- [TASK TO CARRY OUT]: Rewrite the listing below, putting "Place" wherever "Drop" appears and leaving every other word unchanged.

- [STORED RECORDS]:
━━━

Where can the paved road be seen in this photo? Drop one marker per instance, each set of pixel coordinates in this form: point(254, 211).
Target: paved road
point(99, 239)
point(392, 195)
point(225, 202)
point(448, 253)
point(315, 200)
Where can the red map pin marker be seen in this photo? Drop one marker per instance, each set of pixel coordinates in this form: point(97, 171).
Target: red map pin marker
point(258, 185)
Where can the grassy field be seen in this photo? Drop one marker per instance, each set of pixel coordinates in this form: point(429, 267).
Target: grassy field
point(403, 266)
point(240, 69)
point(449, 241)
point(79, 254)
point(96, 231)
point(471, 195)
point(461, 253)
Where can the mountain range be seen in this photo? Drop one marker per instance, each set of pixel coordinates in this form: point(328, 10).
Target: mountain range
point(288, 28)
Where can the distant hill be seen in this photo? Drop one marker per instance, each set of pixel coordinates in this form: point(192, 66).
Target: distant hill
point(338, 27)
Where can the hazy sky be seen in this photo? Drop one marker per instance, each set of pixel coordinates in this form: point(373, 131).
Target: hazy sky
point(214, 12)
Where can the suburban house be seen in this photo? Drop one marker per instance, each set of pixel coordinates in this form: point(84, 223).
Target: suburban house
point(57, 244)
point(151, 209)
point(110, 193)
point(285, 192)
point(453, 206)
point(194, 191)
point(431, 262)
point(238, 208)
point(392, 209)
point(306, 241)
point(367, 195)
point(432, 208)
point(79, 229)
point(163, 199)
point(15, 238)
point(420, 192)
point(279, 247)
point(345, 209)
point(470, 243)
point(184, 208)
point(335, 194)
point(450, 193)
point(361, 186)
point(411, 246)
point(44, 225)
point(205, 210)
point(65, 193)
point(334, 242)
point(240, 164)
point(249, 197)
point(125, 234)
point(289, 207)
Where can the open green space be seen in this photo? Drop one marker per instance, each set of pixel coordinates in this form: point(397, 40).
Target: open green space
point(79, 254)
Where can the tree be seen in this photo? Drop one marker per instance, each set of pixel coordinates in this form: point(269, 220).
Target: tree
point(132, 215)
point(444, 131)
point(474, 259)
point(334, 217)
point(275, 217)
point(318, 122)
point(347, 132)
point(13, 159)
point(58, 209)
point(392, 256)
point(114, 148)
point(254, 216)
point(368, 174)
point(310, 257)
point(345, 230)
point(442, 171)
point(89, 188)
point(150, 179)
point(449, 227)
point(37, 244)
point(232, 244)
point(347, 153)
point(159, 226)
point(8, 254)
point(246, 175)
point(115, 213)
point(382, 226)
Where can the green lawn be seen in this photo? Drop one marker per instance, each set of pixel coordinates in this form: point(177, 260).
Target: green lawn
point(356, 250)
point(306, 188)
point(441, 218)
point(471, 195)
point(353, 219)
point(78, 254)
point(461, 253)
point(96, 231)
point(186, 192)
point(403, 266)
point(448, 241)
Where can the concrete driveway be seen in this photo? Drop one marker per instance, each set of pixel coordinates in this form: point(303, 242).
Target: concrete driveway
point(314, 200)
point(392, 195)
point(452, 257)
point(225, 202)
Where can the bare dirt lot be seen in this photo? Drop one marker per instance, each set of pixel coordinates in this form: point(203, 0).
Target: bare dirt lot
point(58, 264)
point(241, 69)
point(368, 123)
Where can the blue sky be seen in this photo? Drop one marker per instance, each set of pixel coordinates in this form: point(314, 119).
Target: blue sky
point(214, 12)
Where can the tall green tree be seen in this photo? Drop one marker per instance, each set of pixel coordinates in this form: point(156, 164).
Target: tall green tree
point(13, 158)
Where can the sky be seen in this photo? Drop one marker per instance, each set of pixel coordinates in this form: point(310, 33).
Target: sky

━━━

- [SOLUTION FOR THIS EXERCISE]:
Where can the paved road be seen in this photo? Place one marker per instance, each set of pixel coordinates in this form: point(254, 211).
Target: paved road
point(99, 239)
point(392, 195)
point(225, 202)
point(448, 253)
point(315, 200)
Where can the red map pin marker be seen in this photo? Place one marker per instance, each set of pixel coordinates in this form: point(97, 171).
Target: red map pin marker
point(258, 185)
Where can the grassy field be seen in this photo? Place one marker per instance, each set of pixel coordinates in this form: point(429, 267).
Target: grassy field
point(403, 266)
point(240, 69)
point(449, 241)
point(79, 254)
point(96, 231)
point(471, 195)
point(461, 253)
Where can the mountain range be seen in this photo? Place one marker per instance, each set of pixel coordinates in this form: point(328, 10).
Target: mountain range
point(288, 28)
Where can the distant hill be seen in this photo? Place one marker per instance, each set of pixel coordinates in this form: point(192, 66).
Target: distant hill
point(338, 27)
Where can the hazy sky be seen in this photo? Place one marker per instance, each set of pixel coordinates in this form: point(373, 131).
Target: hazy sky
point(214, 12)
Where can the suburban house be seen in this photo? Place one marker per instance, each set of pixel coordinates in this form: point(84, 223).
Target: suburban house
point(57, 244)
point(151, 209)
point(110, 193)
point(285, 192)
point(453, 206)
point(194, 191)
point(431, 262)
point(238, 208)
point(392, 209)
point(306, 241)
point(367, 195)
point(432, 208)
point(79, 229)
point(163, 199)
point(15, 238)
point(420, 192)
point(279, 247)
point(345, 209)
point(470, 243)
point(184, 208)
point(335, 194)
point(450, 193)
point(361, 186)
point(411, 246)
point(44, 225)
point(205, 210)
point(65, 193)
point(334, 242)
point(240, 164)
point(249, 197)
point(125, 234)
point(289, 207)
Where can the open green space be seen in this photo? Place one marker per instance, each set of pixel coordinates in this form: point(397, 40).
Target: open green space
point(79, 254)
Where can the tree be seen in this photo? Place one marker per instance, each set of pixel coordinates in this form: point(269, 220).
Target: tree
point(132, 215)
point(444, 131)
point(474, 259)
point(334, 217)
point(275, 217)
point(318, 122)
point(347, 132)
point(13, 159)
point(58, 209)
point(392, 256)
point(114, 148)
point(254, 216)
point(368, 174)
point(310, 257)
point(345, 230)
point(442, 171)
point(89, 188)
point(150, 179)
point(449, 227)
point(37, 244)
point(232, 244)
point(347, 153)
point(159, 226)
point(8, 254)
point(246, 175)
point(115, 213)
point(382, 226)
Where can the green lawn be seen in this photo? Place one marker per instance, each set of pixel coordinates in this form: point(177, 260).
Target: green lawn
point(356, 250)
point(306, 188)
point(441, 218)
point(471, 195)
point(353, 219)
point(78, 254)
point(461, 253)
point(96, 231)
point(186, 192)
point(403, 266)
point(448, 241)
Where can the concrete driveway be seen in this photo? Place one marker per instance, each set of pixel coordinates in this form: point(303, 242).
Target: concrete driveway
point(314, 200)
point(392, 195)
point(452, 257)
point(225, 202)
Where can the bare dirt lot be seen in this photo? Place one marker per instance, each set of pixel coordinates in this form: point(203, 0).
Target: bare dirt lot
point(58, 264)
point(241, 69)
point(368, 123)
Where can the blue sky be seen in this photo? Place one marker per instance, each set of pixel coordinates in this form: point(314, 119).
Target: blue sky
point(214, 12)
Where can the tall green tree be seen in this photo? Place one marker per instance, each set of pixel coordinates in this form: point(156, 164).
Target: tall green tree
point(13, 158)
Where can the sky be seen in this photo? Place one marker per instance, each set of pixel coordinates in this form: point(310, 33).
Target: sky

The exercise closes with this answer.